Requirements: Copy each of the following records word for word, changing nothing.
>> begin Material shown
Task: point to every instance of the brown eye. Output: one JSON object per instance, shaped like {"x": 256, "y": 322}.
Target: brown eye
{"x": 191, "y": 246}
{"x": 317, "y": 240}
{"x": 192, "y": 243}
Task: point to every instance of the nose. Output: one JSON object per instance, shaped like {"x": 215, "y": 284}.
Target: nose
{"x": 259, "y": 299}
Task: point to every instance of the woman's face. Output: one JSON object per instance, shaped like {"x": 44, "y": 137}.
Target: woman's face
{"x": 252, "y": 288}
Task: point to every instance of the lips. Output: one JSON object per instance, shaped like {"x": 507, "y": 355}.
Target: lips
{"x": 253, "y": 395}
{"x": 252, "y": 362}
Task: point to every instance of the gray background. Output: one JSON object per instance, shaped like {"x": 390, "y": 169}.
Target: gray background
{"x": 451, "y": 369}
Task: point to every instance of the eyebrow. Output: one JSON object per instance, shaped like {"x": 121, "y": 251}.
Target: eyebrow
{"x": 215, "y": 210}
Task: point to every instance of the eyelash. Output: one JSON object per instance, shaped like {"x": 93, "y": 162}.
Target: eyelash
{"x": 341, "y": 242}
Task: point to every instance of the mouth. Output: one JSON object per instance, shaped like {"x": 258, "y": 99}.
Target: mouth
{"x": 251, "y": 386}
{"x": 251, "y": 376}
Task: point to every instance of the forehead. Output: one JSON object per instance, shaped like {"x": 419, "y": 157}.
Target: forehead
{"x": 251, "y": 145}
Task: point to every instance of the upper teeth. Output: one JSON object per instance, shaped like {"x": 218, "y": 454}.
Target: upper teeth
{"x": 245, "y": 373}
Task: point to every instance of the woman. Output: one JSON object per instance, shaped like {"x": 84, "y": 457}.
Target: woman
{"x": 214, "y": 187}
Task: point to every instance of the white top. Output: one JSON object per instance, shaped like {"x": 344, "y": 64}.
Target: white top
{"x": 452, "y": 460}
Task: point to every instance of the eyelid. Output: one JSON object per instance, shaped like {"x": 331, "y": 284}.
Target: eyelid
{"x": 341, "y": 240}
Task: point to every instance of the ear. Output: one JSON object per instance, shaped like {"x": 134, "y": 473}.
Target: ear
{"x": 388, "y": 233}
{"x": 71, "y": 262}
>> end Material shown
Task solution:
Task: point to every instance of the brown eye. Output: one JSON object per instance, shaped like {"x": 256, "y": 322}.
Target: brown eye
{"x": 191, "y": 246}
{"x": 317, "y": 240}
{"x": 192, "y": 243}
Task: point to every instance of the nose. Output: one JSON object per instance, shaped like {"x": 215, "y": 284}.
Target: nose
{"x": 259, "y": 299}
Task: point to every instance of the woman's face. Output: one JSON object per instance, shaped like {"x": 44, "y": 137}.
Target: woman's face
{"x": 252, "y": 288}
Task: point to every instance of the lips. Output: one JSON object per instance, shaped like {"x": 507, "y": 355}.
Target: lips
{"x": 253, "y": 395}
{"x": 252, "y": 362}
Task: point to every instance of the gray background. Output: one JSON object per instance, shaped like {"x": 390, "y": 169}.
Target: gray background
{"x": 451, "y": 369}
Task: point to every instance of the eyebrow. Output: one JSON object per instance, shaped like {"x": 121, "y": 251}.
Target: eyebrow
{"x": 215, "y": 210}
Task: point to every instance of the eyelash. Output: one JSON object per instance, shaped like {"x": 93, "y": 162}.
Target: eyelash
{"x": 341, "y": 242}
Task: point to every instance of the mouth. Output: one JSON object per instance, shaped like {"x": 258, "y": 99}.
Target: mouth
{"x": 251, "y": 386}
{"x": 251, "y": 376}
Task: point to every instance of the forehead. Output: one JSON object per instance, shaped like {"x": 419, "y": 157}.
Target: forehead
{"x": 251, "y": 145}
Task: point to every instance of the upper teeth. Output: one JSON object per instance, shaped like {"x": 218, "y": 454}.
Target: upper teeth
{"x": 245, "y": 373}
Task: point to every instance of the woman. Output: one JSON object per instance, shaped like {"x": 84, "y": 457}.
Target: woman
{"x": 214, "y": 187}
Task: point to every instance of the white top. Output: one JSON object per instance, shaped like {"x": 344, "y": 64}.
Target: white top
{"x": 452, "y": 460}
Task: point to every instance of the eyelid. Output: one JSON object per instance, shaped like {"x": 331, "y": 284}.
Target: eyelid
{"x": 341, "y": 240}
Task: point to every instance of the ear. Output: one JSON object per instance, shaped like {"x": 134, "y": 473}.
Target: ear
{"x": 388, "y": 233}
{"x": 71, "y": 262}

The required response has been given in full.